(Collection entries):
-*-*-

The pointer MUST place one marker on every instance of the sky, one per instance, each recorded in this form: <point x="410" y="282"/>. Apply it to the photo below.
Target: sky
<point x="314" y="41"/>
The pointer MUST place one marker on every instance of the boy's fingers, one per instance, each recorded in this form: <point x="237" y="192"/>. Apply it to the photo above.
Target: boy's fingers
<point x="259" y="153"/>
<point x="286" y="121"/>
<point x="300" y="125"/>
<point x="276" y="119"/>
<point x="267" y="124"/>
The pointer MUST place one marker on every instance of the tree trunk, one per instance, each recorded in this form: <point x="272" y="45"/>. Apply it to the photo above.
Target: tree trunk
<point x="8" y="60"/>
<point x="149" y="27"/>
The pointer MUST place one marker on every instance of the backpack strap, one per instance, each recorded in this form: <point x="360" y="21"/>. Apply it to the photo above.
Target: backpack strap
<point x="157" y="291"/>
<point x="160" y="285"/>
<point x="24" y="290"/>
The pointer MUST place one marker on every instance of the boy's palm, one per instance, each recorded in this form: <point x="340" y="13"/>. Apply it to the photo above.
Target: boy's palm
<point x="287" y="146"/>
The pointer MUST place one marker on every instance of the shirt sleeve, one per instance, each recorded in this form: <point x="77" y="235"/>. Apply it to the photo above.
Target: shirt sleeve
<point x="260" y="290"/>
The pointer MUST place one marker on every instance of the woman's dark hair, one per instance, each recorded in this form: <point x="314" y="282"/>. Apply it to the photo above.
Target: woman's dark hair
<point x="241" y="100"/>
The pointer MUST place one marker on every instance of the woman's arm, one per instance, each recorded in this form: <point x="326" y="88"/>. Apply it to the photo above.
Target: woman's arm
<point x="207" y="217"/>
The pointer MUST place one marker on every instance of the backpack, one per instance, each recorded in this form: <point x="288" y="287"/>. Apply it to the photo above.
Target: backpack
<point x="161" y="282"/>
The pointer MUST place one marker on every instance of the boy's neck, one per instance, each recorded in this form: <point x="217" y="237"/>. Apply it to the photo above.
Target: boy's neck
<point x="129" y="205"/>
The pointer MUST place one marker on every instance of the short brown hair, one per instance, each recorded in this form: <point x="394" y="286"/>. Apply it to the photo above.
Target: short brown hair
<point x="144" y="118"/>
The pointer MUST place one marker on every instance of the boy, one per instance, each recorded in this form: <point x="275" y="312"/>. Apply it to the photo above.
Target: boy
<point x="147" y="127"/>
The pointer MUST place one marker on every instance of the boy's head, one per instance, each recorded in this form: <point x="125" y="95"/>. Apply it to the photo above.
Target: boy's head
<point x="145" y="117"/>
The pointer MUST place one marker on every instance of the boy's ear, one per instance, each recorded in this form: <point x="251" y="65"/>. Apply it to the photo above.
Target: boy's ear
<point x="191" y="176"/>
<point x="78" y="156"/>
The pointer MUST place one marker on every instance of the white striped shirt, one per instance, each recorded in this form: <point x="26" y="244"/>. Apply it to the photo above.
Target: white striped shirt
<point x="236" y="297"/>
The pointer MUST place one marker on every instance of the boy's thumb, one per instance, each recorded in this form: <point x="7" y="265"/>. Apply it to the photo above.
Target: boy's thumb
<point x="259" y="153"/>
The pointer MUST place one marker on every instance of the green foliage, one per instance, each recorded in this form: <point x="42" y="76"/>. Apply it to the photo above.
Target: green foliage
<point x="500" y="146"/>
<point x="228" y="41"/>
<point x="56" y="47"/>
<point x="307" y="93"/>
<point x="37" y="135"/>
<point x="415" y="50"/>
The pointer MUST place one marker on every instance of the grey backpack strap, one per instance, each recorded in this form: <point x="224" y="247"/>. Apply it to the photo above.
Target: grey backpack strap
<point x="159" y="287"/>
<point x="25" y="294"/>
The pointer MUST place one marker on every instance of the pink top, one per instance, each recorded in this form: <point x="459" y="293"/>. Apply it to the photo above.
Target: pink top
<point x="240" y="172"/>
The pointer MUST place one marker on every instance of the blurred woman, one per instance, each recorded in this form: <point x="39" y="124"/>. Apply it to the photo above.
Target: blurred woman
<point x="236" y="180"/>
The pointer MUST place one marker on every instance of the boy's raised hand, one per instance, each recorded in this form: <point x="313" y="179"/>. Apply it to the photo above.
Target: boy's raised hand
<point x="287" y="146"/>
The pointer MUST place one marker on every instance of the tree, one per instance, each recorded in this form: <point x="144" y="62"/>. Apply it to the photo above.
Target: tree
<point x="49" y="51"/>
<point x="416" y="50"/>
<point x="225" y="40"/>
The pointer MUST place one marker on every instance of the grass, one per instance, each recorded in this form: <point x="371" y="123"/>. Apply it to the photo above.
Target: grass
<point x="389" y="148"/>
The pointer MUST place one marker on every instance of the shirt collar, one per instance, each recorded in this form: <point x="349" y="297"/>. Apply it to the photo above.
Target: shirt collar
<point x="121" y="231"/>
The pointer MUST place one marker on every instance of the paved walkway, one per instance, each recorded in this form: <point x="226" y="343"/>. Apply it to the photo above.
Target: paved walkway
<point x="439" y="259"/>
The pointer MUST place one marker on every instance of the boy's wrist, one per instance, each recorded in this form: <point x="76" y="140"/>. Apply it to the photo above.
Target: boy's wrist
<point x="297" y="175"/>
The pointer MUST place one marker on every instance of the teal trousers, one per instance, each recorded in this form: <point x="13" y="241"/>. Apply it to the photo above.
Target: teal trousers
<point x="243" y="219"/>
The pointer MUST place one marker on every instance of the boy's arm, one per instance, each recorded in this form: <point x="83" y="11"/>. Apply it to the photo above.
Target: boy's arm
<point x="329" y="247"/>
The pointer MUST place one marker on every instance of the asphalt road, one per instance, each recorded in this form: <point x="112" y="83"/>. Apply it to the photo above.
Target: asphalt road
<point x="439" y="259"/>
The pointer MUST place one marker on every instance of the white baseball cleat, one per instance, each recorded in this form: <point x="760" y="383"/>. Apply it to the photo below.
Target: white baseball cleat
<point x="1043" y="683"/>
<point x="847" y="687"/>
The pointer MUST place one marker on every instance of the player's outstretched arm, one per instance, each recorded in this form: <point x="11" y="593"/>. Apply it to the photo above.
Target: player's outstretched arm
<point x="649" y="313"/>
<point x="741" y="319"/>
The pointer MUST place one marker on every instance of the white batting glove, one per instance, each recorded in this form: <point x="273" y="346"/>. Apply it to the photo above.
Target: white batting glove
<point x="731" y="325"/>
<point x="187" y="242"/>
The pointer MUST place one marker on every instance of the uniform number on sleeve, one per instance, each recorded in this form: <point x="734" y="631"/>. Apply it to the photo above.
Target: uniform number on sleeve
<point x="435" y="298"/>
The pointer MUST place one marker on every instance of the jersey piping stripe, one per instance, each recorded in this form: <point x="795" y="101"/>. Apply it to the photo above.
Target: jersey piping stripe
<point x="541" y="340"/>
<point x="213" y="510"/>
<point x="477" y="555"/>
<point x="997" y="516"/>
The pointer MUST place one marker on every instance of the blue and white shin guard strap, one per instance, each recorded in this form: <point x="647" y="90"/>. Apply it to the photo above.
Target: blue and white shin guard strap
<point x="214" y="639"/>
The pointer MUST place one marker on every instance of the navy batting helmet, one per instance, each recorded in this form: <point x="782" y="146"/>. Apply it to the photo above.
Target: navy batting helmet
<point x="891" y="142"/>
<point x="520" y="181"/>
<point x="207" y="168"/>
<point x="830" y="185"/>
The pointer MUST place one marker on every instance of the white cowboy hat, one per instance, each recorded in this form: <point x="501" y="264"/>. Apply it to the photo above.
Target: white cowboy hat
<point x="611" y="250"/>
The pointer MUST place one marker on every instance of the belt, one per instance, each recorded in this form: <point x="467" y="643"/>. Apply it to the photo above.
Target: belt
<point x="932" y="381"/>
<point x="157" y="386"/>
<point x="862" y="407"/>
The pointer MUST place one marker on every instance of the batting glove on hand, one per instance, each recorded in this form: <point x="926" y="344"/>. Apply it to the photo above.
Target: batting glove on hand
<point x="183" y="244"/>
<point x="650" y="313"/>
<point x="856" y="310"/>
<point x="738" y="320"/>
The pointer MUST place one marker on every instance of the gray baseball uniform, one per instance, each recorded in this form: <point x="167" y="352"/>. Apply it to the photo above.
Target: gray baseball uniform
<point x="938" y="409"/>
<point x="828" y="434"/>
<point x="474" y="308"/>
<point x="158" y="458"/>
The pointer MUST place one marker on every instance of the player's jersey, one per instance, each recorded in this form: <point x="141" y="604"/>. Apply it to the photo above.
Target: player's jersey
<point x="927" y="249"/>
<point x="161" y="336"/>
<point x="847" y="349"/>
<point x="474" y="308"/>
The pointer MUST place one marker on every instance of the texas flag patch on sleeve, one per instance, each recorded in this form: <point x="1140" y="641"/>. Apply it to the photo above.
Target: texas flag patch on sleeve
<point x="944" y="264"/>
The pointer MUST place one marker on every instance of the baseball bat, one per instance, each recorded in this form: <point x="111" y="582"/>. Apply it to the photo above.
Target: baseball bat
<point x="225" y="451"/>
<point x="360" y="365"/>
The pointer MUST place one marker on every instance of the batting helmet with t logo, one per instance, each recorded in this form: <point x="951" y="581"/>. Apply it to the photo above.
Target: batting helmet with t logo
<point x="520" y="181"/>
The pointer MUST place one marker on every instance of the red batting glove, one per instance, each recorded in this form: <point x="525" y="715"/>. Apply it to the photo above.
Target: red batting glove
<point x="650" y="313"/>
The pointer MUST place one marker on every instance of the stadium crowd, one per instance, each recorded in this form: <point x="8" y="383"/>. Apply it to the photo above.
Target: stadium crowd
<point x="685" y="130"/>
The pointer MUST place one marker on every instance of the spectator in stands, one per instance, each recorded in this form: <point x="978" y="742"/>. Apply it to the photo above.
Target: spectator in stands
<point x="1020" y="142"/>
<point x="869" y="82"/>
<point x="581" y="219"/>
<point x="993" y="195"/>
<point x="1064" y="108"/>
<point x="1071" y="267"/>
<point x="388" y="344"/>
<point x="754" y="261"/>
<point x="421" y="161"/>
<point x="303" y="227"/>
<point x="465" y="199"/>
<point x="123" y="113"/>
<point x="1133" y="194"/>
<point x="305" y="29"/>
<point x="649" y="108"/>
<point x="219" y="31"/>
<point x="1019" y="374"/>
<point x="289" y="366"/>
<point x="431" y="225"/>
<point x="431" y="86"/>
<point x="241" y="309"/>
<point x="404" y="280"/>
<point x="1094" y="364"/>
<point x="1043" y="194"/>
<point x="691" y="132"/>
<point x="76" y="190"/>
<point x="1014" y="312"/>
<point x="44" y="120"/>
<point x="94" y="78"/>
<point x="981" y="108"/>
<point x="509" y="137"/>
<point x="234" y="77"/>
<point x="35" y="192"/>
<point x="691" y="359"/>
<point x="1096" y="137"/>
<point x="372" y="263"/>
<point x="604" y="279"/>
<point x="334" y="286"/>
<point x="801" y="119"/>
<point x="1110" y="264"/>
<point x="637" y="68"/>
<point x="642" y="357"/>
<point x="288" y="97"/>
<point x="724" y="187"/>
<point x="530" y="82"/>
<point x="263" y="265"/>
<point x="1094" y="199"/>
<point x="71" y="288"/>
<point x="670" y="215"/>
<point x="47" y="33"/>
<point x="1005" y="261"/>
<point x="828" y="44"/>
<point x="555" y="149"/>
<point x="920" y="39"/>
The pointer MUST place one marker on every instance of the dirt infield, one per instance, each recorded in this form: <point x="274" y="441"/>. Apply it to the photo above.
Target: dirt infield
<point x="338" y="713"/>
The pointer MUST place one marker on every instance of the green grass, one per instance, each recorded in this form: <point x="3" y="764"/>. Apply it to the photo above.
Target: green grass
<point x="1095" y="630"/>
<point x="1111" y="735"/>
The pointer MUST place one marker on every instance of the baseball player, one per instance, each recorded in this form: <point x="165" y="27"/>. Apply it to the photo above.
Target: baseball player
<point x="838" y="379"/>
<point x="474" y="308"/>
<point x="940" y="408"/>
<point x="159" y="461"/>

-*-*-

(Problem to solve): In your answer, include only the lines above starting at the line that holds "the white striped" and ending at the line that holds "green foliage, one", copied exactly.

(Exercise response):
The pointer MUST place one marker on every instance of the white striped shirt, one per instance, each recorded in this form: <point x="26" y="244"/>. Apply it to the photo above.
Target: white striped shirt
<point x="236" y="297"/>
The pointer MUST place one marker on every instance of the boy's thumb, one per instance, each recorded in this form: <point x="7" y="265"/>. Apply it to the photo above.
Target: boy's thumb
<point x="259" y="153"/>
The pointer MUST place one marker on every instance of the green foliage, one per instance, each recorded in this form: <point x="42" y="76"/>. Apply it to the photo above.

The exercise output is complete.